Start of Provided information

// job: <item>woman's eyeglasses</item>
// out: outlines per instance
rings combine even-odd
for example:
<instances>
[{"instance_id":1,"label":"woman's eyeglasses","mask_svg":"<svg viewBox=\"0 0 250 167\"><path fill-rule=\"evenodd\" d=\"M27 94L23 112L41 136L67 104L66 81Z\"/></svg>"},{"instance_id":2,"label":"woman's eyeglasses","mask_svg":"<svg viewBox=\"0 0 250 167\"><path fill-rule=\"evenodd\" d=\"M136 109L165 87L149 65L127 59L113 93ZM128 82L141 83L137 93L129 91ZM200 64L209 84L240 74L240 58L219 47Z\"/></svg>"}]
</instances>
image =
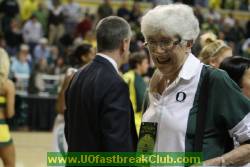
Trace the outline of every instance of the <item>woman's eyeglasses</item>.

End of Provided information

Requirement -
Lay out the listing above as a numbered list with one entry per line, skipping blank lines. Leave the pictures out of your answer.

Answer below -
1. // job: <item>woman's eyeglasses</item>
2. // out: outlines per instance
3. rings combine even-odd
4. for example:
5. <instances>
6. [{"instance_id":1,"label":"woman's eyeglasses","mask_svg":"<svg viewBox=\"0 0 250 167\"><path fill-rule=\"evenodd\" d=\"M27 94L23 112L41 136L67 104L66 81Z\"/></svg>"},{"instance_id":2,"label":"woman's eyeglasses","mask_svg":"<svg viewBox=\"0 0 250 167\"><path fill-rule=\"evenodd\" d=\"M136 109L165 87L149 65L127 59L113 93ZM128 82L141 83L137 93L129 91ZM200 64L209 84L240 74L240 58L219 47Z\"/></svg>"}]
7. </instances>
8. image =
9. Trace the outline of every instance of the <item>woman's eyeglasses</item>.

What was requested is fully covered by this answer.